### Work instructions
Your task is to reproduce the entries below word for word.

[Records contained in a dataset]
_ _ _ _ _ _ _

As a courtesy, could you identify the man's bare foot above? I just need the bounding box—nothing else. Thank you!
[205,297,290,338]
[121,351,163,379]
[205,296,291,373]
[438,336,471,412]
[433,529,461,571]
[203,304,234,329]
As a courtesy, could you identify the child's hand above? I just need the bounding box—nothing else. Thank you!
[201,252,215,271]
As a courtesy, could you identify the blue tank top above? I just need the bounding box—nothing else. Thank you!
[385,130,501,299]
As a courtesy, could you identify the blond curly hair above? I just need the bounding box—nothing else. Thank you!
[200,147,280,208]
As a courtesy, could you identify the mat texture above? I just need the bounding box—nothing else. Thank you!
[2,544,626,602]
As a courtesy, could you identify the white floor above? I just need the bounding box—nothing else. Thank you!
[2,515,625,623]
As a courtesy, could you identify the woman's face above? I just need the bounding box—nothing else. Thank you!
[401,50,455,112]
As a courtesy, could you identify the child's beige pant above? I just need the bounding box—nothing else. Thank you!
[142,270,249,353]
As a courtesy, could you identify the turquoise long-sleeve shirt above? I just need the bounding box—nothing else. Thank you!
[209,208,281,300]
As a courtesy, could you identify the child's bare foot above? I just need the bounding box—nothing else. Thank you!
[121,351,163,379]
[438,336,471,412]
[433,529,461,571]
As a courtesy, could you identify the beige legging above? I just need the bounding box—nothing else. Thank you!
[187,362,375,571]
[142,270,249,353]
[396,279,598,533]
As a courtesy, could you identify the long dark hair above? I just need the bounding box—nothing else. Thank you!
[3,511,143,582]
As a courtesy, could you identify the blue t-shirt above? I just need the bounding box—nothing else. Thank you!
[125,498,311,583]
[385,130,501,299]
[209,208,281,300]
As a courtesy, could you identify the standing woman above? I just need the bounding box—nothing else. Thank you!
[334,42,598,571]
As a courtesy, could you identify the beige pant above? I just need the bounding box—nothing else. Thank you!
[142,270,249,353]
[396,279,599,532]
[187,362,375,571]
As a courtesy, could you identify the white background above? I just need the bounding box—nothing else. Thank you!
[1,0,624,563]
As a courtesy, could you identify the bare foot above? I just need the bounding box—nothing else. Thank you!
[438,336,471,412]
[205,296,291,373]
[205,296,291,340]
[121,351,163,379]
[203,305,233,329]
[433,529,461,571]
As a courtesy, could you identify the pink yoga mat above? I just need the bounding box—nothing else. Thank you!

_ _ _ _ _ _ _

### Result below
As a courtesy, could you identify the man's bare foot above? I just need the bounding box—nothing else. Thank you!
[205,297,290,338]
[121,351,163,379]
[205,296,291,373]
[438,336,471,412]
[433,529,461,571]
[203,304,234,329]
As a courtesy, could you identify the child's hand above? I just need the bounding box—nothing else. Thank you!
[201,252,215,271]
As a courtesy, could you identify the blue tank top above? I just need the bounding box—nothing else. Thank you!
[385,130,501,299]
As a courtesy, could you identify the blond curly hair above? I just need the bounding box—nothing else. Thank you!
[200,147,280,208]
As a courtesy, could you identify the mat texture above? I just need the bounding box—nothing else. Thank you!
[2,544,626,602]
As a courtesy, could you identify the white floor above? I just need the bounding box—nothing else. Thank you!
[2,515,625,623]
As a courtesy, could you identify the woman's face above? I just need the bounding box—nothing else. Thank you!
[401,50,455,112]
As a courtesy, could you identify the child's beige pant above? I just need the bounding box—nothing else. Thank you!
[142,270,249,353]
As a courtesy, could you identify the turquoise long-sleeve shirt above? I just need the bounding box—nothing else. Thank you!
[209,208,281,300]
As a courtesy, could you identify the child's bare foot above? I just need the bounding box—nothing else. Thank you!
[121,351,163,379]
[438,336,471,412]
[433,529,461,571]
As a courtesy, could you identify the beige legging above? I just need the bounding box—nothing else. Thank you!
[187,362,375,571]
[142,270,249,353]
[396,279,598,533]
As a courtesy, could you identify the long dark hair above? I just need the bounding box—nothing else. Thank you!
[3,511,143,582]
As a courtesy, could you identify the blue t-shirt above? I just need the bounding box—nothing else. Thank you!
[125,498,311,583]
[385,130,501,299]
[209,208,281,300]
As a courtesy, could you identify the standing woman above? I just need the bounding box—nothing else. Thank you!
[334,42,598,571]
As a courtesy, could you identify the beige pant above? I just need the bounding box—nothing else. Thank you!
[142,270,249,353]
[396,279,599,532]
[187,362,375,571]
As a courtesy, could you identify the white background above? I just need the bounding box—nothing else. Thank you!
[1,0,624,563]
As a courtesy, could you identify the bare foot above? I just need the bounding box—nothing else. Thank you!
[438,336,471,412]
[205,296,291,373]
[205,296,291,340]
[121,351,163,379]
[203,305,233,329]
[433,529,461,571]
As a courtesy, could you identify the pink yoga mat above? I just need the bounding box—nothing else. Thank you!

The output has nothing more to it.